◆ BEREITGESTELLTES MATERIAL:
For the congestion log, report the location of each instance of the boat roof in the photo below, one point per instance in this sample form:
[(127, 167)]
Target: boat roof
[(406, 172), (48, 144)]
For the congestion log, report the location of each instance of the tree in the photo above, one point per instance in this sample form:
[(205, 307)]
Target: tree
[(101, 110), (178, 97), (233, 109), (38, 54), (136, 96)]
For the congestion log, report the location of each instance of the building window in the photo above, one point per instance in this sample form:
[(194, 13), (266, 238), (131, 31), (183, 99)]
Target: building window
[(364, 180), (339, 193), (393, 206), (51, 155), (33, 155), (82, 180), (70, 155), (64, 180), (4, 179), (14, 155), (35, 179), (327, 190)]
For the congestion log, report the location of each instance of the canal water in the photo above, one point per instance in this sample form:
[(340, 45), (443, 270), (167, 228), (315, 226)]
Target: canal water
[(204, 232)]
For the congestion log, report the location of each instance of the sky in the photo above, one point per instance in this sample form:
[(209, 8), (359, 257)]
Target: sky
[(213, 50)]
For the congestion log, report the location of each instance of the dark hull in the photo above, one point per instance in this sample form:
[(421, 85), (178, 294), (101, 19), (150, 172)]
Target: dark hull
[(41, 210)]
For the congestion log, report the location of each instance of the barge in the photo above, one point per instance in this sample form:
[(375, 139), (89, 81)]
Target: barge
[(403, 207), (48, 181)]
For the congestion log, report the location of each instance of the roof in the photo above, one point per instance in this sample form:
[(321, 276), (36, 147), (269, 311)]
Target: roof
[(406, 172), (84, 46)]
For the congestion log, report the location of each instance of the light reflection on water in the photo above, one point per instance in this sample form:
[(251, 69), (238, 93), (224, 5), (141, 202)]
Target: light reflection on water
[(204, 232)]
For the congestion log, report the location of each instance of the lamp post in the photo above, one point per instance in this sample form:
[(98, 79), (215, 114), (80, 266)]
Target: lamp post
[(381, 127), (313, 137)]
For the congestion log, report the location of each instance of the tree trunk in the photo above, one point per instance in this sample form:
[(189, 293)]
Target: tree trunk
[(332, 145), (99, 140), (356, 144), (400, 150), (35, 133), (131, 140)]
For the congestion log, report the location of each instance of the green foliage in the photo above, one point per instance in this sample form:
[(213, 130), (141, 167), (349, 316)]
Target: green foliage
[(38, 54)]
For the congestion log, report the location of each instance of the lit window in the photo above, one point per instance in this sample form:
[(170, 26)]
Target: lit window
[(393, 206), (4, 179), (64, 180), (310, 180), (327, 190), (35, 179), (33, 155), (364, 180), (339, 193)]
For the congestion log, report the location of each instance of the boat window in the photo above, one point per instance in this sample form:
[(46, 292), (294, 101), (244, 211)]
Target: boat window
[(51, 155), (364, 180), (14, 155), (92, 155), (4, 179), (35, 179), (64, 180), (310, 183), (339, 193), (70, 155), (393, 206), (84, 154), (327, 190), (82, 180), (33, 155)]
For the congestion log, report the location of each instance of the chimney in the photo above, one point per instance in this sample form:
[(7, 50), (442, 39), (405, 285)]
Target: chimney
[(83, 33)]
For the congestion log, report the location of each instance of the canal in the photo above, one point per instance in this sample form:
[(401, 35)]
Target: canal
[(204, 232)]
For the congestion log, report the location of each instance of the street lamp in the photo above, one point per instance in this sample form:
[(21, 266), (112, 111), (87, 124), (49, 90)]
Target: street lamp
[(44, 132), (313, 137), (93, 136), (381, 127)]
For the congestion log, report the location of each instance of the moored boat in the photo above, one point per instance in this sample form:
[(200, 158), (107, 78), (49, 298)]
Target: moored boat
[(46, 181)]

◆ SCHRIFTLICHE ANWEISUNG: Kopiere sämtliche Datensätze oben Zeile für Zeile, ohne ein Zeichen zu ändern.

◆ ANTWORT ZUR AUFGABE:
For the congestion log, report the location of each instance of the boat roof in the photo below, one point per instance in this sample form:
[(127, 167)]
Target: boat roof
[(406, 172), (48, 144)]
For the congestion log, report the location of each instance of the tree in the photo above, one point per instance in this sample form:
[(205, 307)]
Target: tree
[(101, 110), (178, 97), (233, 109), (38, 54), (136, 96)]
For the congestion log, report the location of each instance of the building window in the photo above, one point per instance in this sample form:
[(194, 13), (266, 238), (131, 31), (183, 99)]
Target: building window
[(364, 180), (339, 193), (393, 206), (51, 155), (33, 155), (82, 180), (70, 155), (64, 180), (4, 179), (14, 155), (35, 179), (327, 190)]
For the congestion log, report the location of each instance of the canal water in the photo above, one point per instance in this sample form:
[(340, 45), (443, 270), (167, 228), (315, 226)]
Target: canal water
[(204, 232)]
For the congestion log, report the location of each instance of the sky in the photo above, one point per instance in this sample form:
[(209, 8), (359, 257)]
Target: sky
[(213, 50)]
For the congestion log, report the location of each instance of the dark hull in the photo above, one point per instance in this sample form:
[(421, 85), (178, 294), (101, 19), (150, 172)]
Target: dark hull
[(41, 210)]
For the congestion log, report the location of each instance of the barge in the photo above, one point per instance in this sample form:
[(375, 139), (89, 81)]
Target: barge
[(403, 207), (48, 181)]
For the congestion log, report the location of each instance of the roof in the photo above, one point per instance in this sample form:
[(321, 276), (36, 147), (269, 311)]
Target: roof
[(406, 172), (84, 46)]
For the congestion log, report the location of each instance of the light reflection on water in the photo above, one point per instance in this sample form:
[(251, 69), (238, 93), (224, 5), (141, 202)]
Target: light reflection on water
[(204, 232)]
For the congestion log, report the location of each instance of the lamp post in the photo above, one point per instance in this sample form:
[(98, 79), (215, 114), (80, 266)]
Target: lamp post
[(381, 127), (313, 137)]
For the congestion log, report the location of each instance of the tree trunk in the photo above, one point per instance in this sample form:
[(189, 293)]
Target: tree trunk
[(332, 145), (99, 140), (356, 144), (400, 150), (35, 133), (131, 140)]
For the congestion log, report the location of each instance of the green foliage in the photo above, one point per instance in this sample form:
[(213, 130), (141, 167), (349, 316)]
Target: green foliage
[(38, 54)]
For the congestion log, report the location of each instance of the lit window in the photo above, one point per instance in this sample form:
[(170, 26)]
Target: lit window
[(393, 206), (4, 179), (64, 180), (310, 180), (327, 190), (35, 179), (33, 155), (364, 180), (339, 193)]
For the congestion log, report the location of each instance of the boat window in the photo above, one point per instance in this sample form:
[(46, 292), (294, 101), (244, 211)]
Target: boat window
[(51, 155), (364, 180), (14, 155), (92, 155), (4, 179), (35, 179), (64, 180), (310, 183), (339, 193), (70, 155), (393, 206), (84, 154), (327, 190), (82, 180), (33, 155)]
For the congestion log, report the location of each instance of the chimney in the photo above, one point per instance in this sample form:
[(7, 50), (442, 39), (405, 285)]
Target: chimney
[(83, 33)]
For the congestion log, report the location of each instance of the canal in the photo above, one point per instance in this sample form:
[(401, 35)]
Target: canal
[(204, 232)]
For the congestion log, report the location of each instance of the street lamp in the photo above, one point per instance in this sample form:
[(21, 266), (112, 111), (87, 124), (49, 90)]
Target: street lamp
[(44, 132), (313, 137), (93, 136), (381, 127)]
For the congestion log, report the location of each instance of the moored boat in the photo above, one point per instance in this sample form:
[(200, 158), (107, 78), (49, 298)]
Target: moored boat
[(46, 181)]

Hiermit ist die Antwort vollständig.